━━━ Data shown ━━━

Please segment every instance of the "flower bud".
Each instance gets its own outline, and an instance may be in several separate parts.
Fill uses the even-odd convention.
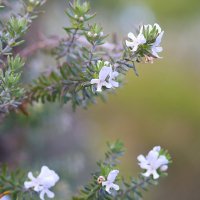
[[[100,32],[99,35],[100,35],[100,37],[103,37],[104,33],[103,33],[103,32]]]
[[[102,184],[103,181],[105,181],[105,177],[104,176],[99,176],[99,178],[97,179],[97,183],[98,184]]]
[[[91,33],[90,31],[87,33],[87,35],[88,35],[89,37],[92,37],[92,33]]]
[[[83,22],[84,21],[84,17],[79,17],[79,21]]]

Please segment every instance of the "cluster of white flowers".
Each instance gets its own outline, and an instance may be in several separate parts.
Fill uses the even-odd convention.
[[[149,177],[153,175],[154,179],[158,179],[158,170],[160,172],[164,172],[168,169],[169,160],[165,155],[160,155],[160,151],[161,147],[156,146],[148,153],[146,157],[143,155],[139,155],[137,157],[139,166],[146,170],[146,172],[143,173],[143,176]]]
[[[49,189],[58,182],[59,176],[48,167],[43,166],[38,177],[34,177],[32,172],[28,173],[28,178],[30,181],[24,183],[26,189],[32,188],[35,192],[40,193],[40,199],[44,200],[45,194],[49,198],[54,198],[54,193]]]
[[[152,175],[153,179],[158,179],[160,173],[168,169],[169,160],[166,155],[163,155],[161,152],[163,152],[161,147],[155,146],[147,156],[139,155],[137,157],[139,166],[146,170],[146,172],[142,174],[143,176],[150,177]],[[111,170],[107,179],[105,179],[104,176],[99,176],[97,182],[101,184],[102,187],[105,187],[106,192],[111,194],[112,190],[118,191],[120,189],[119,185],[114,183],[118,174],[119,170]],[[59,176],[53,170],[43,166],[38,177],[34,177],[32,172],[29,172],[28,178],[30,181],[24,183],[25,189],[33,189],[35,192],[40,193],[41,200],[44,200],[45,194],[49,198],[54,198],[54,193],[49,189],[55,186],[59,180]],[[9,196],[5,196],[4,198],[5,200],[9,200]]]
[[[156,38],[154,42],[148,41],[148,36],[152,35],[152,32],[156,32]],[[158,24],[144,25],[140,28],[139,34],[136,37],[133,33],[128,33],[128,38],[131,41],[126,40],[126,46],[131,49],[132,52],[136,52],[138,47],[143,44],[148,44],[150,46],[150,53],[155,58],[161,58],[158,53],[162,52],[163,48],[160,46],[164,31],[161,30]],[[152,39],[152,38],[151,38]]]
[[[101,92],[103,86],[109,89],[119,87],[119,83],[115,81],[119,73],[113,70],[112,65],[108,61],[98,61],[97,65],[102,65],[102,63],[103,67],[99,72],[99,78],[90,81],[91,84],[97,85],[97,92]]]
[[[83,17],[83,16],[78,17],[78,15],[75,15],[74,18],[75,18],[75,19],[78,19],[78,20],[81,21],[81,22],[84,21],[84,17]]]

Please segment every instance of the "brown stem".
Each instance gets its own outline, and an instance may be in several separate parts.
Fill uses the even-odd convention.
[[[39,42],[36,42],[22,51],[19,52],[19,55],[23,58],[27,58],[33,54],[35,54],[38,50],[43,49],[52,49],[59,45],[61,39],[55,36],[52,36],[50,38],[45,38],[43,40],[40,40]]]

━━━

Work request
On how many lines above does the word "Please" appear? Answer with that figure only.

Your response
3